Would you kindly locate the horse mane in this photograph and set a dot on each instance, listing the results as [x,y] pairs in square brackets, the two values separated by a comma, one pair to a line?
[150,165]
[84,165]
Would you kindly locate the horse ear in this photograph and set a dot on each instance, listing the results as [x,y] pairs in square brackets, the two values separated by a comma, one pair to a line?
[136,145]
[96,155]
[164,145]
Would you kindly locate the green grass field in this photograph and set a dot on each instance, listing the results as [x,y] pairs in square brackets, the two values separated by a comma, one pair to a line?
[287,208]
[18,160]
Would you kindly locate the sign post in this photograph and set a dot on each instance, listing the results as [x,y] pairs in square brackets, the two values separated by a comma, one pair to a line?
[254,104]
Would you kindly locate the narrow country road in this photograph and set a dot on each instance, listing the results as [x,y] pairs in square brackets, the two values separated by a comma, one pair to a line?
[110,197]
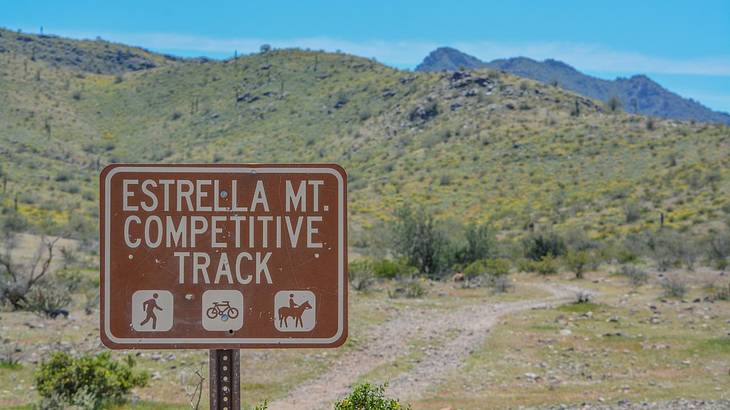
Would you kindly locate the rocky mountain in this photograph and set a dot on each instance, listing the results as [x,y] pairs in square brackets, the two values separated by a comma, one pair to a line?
[471,146]
[638,94]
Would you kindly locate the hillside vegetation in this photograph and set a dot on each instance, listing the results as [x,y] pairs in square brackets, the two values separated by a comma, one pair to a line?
[471,146]
[637,94]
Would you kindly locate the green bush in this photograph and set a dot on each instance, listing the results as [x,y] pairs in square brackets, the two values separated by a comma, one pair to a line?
[674,287]
[480,243]
[420,240]
[718,249]
[548,265]
[540,245]
[409,288]
[475,269]
[360,274]
[369,397]
[636,276]
[390,269]
[577,262]
[100,378]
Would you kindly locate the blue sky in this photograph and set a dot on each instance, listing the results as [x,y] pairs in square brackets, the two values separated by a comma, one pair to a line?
[683,45]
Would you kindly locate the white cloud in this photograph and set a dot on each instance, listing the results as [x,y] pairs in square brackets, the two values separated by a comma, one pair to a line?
[586,57]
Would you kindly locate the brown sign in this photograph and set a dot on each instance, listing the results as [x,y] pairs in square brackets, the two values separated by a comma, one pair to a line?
[223,256]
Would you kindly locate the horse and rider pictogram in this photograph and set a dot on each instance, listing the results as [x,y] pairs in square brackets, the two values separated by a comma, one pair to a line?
[294,311]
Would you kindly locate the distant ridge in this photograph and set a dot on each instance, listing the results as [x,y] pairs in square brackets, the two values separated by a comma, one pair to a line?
[638,94]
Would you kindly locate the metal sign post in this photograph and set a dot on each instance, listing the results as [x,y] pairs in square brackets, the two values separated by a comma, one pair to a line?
[225,379]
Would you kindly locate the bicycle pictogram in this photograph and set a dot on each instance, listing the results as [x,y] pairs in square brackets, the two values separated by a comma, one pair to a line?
[222,309]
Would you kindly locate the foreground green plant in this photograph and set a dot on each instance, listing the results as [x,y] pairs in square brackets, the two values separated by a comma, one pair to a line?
[87,381]
[369,397]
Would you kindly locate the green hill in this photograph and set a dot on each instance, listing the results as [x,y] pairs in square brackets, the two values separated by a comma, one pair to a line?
[472,146]
[637,94]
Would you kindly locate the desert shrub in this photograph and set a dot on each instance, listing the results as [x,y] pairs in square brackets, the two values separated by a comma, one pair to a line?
[632,212]
[718,249]
[361,274]
[479,244]
[368,397]
[419,240]
[674,287]
[669,249]
[97,378]
[475,269]
[498,266]
[390,269]
[582,297]
[540,245]
[722,293]
[548,265]
[47,299]
[9,356]
[364,271]
[636,276]
[409,288]
[577,262]
[499,284]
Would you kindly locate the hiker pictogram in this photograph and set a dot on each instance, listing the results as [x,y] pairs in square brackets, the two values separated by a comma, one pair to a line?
[152,310]
[222,310]
[294,311]
[149,307]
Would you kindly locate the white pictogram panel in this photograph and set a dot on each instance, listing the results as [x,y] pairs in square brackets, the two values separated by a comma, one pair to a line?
[222,310]
[152,310]
[295,311]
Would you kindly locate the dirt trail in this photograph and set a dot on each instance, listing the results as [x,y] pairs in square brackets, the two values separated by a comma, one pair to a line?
[470,325]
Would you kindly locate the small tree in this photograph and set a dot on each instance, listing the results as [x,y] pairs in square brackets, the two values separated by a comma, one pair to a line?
[479,243]
[577,262]
[614,104]
[538,246]
[369,397]
[99,381]
[419,240]
[19,279]
[718,249]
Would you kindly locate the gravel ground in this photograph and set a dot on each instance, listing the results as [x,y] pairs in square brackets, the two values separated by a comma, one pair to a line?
[678,404]
[463,330]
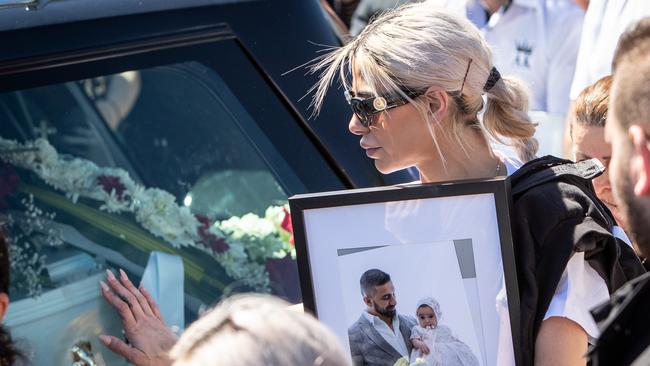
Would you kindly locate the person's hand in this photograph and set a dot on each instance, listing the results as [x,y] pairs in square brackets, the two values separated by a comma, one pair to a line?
[150,340]
[421,346]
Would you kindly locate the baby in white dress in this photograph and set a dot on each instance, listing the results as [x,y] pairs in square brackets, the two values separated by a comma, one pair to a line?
[433,343]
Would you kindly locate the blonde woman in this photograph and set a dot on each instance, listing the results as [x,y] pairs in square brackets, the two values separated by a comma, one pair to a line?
[417,79]
[252,330]
[244,330]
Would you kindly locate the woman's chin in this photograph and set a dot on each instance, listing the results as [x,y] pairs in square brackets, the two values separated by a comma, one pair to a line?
[385,168]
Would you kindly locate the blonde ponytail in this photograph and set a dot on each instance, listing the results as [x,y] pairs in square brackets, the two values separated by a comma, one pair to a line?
[506,115]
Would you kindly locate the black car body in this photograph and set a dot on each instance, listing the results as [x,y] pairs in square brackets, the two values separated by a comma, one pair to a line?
[132,127]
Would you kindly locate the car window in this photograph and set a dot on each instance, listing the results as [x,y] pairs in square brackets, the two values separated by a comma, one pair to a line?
[160,171]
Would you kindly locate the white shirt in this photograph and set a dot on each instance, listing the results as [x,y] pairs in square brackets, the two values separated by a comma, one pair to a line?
[605,21]
[392,336]
[579,290]
[536,41]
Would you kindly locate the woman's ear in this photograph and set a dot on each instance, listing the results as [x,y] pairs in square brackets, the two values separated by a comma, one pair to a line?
[438,102]
[4,304]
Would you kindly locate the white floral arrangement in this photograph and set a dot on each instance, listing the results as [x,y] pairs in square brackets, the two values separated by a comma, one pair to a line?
[240,244]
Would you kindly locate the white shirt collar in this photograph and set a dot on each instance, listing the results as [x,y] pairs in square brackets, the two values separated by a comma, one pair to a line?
[373,319]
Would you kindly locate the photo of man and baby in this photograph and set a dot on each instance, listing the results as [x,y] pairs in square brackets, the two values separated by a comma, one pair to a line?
[381,336]
[437,319]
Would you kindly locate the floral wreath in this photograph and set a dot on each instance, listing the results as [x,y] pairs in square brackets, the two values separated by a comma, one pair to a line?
[240,244]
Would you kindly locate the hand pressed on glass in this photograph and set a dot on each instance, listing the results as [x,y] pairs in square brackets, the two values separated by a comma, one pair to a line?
[150,340]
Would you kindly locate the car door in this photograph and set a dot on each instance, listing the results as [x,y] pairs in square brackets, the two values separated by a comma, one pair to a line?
[168,155]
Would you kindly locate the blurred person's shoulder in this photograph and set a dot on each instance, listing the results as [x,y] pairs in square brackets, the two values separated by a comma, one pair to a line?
[559,11]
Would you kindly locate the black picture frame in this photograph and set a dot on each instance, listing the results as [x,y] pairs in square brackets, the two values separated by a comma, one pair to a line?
[498,187]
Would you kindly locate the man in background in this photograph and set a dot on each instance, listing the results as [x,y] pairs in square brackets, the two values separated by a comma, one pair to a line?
[624,320]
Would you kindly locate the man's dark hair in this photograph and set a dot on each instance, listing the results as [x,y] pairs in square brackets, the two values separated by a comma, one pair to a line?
[370,279]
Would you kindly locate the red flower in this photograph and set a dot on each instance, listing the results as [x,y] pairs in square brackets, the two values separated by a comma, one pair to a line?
[110,184]
[210,240]
[287,225]
[8,182]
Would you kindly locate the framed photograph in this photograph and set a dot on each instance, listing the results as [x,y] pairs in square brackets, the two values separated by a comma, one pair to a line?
[448,253]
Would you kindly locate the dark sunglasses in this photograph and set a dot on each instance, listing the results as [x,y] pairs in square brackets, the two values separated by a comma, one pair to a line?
[365,108]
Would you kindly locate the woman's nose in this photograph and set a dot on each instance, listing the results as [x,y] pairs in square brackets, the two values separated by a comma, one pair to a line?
[356,127]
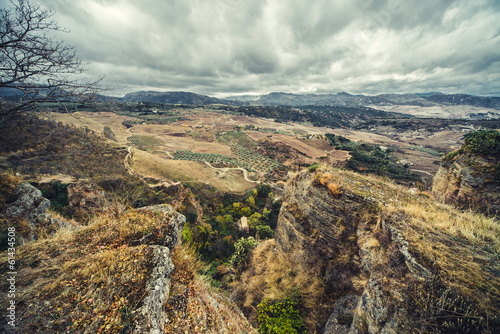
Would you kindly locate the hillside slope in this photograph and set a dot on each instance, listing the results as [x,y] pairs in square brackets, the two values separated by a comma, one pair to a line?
[388,259]
[470,176]
[115,275]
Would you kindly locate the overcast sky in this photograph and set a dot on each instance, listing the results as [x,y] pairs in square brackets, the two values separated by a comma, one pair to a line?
[224,47]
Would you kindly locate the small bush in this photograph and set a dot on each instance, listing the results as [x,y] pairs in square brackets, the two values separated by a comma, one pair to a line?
[242,247]
[313,167]
[279,317]
[264,232]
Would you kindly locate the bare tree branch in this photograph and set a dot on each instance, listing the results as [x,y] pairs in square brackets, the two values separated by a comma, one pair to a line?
[34,63]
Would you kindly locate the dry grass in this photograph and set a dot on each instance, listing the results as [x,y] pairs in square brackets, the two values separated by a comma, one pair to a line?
[461,247]
[88,280]
[272,276]
[328,180]
[195,307]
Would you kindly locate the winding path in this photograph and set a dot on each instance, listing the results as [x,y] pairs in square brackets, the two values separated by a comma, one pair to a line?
[225,169]
[422,171]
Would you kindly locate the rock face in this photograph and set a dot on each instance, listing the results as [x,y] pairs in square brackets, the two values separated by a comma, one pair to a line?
[85,198]
[468,179]
[150,315]
[329,234]
[30,206]
[108,133]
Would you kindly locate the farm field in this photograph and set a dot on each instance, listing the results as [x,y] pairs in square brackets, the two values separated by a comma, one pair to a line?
[237,141]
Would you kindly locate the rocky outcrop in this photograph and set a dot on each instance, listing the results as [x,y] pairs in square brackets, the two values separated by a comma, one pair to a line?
[469,179]
[363,262]
[29,206]
[173,231]
[151,316]
[108,133]
[86,198]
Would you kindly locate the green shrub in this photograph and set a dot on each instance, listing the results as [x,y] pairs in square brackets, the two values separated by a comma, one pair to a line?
[313,167]
[242,248]
[279,317]
[451,155]
[264,232]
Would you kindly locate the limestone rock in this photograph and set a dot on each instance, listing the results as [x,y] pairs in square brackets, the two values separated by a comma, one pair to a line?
[343,313]
[329,236]
[468,179]
[173,234]
[151,316]
[86,198]
[31,206]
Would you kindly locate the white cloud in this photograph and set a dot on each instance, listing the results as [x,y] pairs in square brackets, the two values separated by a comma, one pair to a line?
[225,46]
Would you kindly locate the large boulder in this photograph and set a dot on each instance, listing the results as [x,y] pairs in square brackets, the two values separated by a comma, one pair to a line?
[470,176]
[27,209]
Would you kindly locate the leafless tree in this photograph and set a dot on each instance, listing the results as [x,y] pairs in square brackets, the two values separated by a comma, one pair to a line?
[34,63]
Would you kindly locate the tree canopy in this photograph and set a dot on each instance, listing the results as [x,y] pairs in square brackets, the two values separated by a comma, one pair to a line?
[35,65]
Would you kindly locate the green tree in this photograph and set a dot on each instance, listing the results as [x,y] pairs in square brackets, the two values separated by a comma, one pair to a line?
[279,317]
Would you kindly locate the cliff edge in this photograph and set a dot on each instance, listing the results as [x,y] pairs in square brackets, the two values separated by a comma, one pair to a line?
[470,176]
[367,256]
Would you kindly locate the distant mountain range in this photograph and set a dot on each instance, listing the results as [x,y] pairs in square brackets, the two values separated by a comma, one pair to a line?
[346,99]
[288,99]
[174,98]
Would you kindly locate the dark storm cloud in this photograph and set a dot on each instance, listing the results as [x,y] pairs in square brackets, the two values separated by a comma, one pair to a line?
[236,46]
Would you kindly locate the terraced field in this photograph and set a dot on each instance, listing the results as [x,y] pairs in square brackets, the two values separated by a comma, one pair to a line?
[144,143]
[243,154]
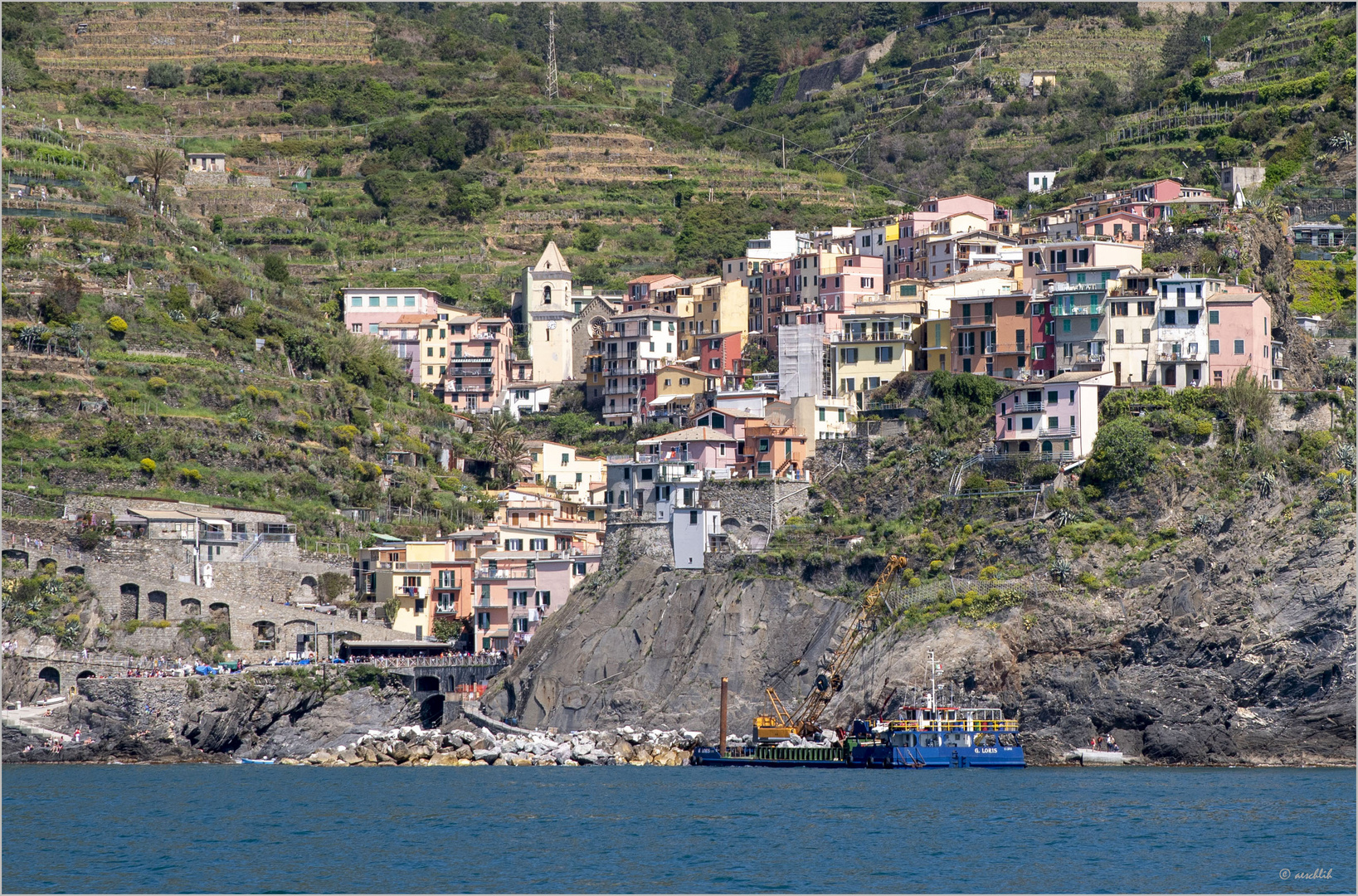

------------------------------------------------------------------------

Give again exactly the lines from the one holding "Would you kindly locate the terraced" to the final line of the records, both ends included; any pictures stay out.

> [WRITTEN RESPONSE]
Would you kindly locate the terraced field in this photograph and set a dot on each instance, listing the results as [x,y] pairs in square brackets, the two values separated by a comma, one pair to a line?
[144,143]
[243,154]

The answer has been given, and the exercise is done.